→ Region labeling rows:
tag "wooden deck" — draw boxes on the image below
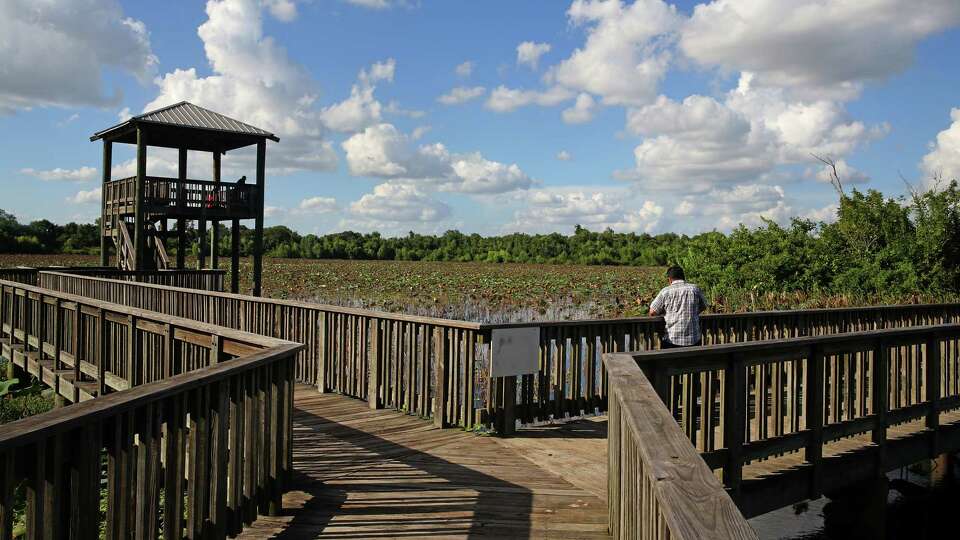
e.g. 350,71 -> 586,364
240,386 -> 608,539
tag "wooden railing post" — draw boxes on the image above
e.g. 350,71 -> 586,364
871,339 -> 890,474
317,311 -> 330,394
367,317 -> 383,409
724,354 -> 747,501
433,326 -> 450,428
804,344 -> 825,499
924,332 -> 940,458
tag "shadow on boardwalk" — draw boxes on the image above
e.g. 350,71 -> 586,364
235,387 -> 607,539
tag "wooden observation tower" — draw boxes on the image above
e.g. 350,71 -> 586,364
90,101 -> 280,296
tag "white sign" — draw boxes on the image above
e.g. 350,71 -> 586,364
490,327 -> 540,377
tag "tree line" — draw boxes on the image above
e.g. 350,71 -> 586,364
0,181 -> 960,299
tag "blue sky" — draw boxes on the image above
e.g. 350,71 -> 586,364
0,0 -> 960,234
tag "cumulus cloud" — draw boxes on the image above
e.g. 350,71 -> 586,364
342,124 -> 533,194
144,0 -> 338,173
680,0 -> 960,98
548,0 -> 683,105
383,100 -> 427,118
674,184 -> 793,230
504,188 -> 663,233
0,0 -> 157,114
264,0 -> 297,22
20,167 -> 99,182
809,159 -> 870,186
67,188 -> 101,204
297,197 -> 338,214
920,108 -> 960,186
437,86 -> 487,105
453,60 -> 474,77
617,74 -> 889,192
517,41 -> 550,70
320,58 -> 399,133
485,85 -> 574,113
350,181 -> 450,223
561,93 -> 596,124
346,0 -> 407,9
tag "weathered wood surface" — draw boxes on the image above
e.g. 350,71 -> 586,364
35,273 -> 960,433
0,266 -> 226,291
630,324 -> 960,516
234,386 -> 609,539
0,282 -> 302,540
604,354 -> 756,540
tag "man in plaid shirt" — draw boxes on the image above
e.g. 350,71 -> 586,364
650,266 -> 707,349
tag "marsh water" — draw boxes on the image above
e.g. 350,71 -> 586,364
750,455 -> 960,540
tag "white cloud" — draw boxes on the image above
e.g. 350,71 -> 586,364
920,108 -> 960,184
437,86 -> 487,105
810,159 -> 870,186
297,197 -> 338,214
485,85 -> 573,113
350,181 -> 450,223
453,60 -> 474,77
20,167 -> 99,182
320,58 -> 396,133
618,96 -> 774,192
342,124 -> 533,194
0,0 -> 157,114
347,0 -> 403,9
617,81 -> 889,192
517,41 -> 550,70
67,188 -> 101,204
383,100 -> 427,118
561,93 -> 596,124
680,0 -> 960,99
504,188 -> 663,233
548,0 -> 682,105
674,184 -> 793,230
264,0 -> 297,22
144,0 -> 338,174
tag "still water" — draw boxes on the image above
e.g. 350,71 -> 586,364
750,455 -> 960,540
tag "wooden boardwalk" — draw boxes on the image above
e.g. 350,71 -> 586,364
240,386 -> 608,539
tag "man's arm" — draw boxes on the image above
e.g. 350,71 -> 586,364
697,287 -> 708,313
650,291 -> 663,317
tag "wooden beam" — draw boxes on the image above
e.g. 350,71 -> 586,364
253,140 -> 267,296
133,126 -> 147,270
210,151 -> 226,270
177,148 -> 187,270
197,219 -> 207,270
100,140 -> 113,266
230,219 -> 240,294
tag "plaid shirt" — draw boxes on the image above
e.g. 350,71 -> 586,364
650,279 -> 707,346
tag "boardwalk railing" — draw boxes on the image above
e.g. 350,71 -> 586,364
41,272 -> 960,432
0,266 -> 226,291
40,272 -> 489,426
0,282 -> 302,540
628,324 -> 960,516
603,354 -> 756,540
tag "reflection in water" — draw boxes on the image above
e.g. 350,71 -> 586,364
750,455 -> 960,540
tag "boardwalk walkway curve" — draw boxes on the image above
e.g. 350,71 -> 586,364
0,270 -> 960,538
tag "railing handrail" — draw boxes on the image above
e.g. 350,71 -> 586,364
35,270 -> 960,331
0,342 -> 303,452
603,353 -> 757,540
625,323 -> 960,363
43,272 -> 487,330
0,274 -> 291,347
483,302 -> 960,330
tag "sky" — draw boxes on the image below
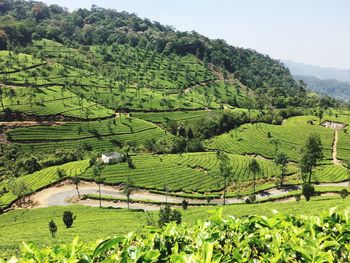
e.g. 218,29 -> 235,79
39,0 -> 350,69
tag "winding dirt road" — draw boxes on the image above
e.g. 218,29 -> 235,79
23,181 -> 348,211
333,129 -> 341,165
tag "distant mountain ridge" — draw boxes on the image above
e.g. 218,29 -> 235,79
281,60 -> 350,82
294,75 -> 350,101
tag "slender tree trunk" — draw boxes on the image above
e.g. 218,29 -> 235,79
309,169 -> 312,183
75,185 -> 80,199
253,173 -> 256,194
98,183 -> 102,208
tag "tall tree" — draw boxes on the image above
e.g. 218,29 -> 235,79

→ Exercise description: Identify every line in the rows above that contains the word "cloud", and copy each of those lines in full.

→ Exercise answer:
tag "cumulus cloud" — draw boxes on the image above
tag "white cloud" — draw boxes on the image above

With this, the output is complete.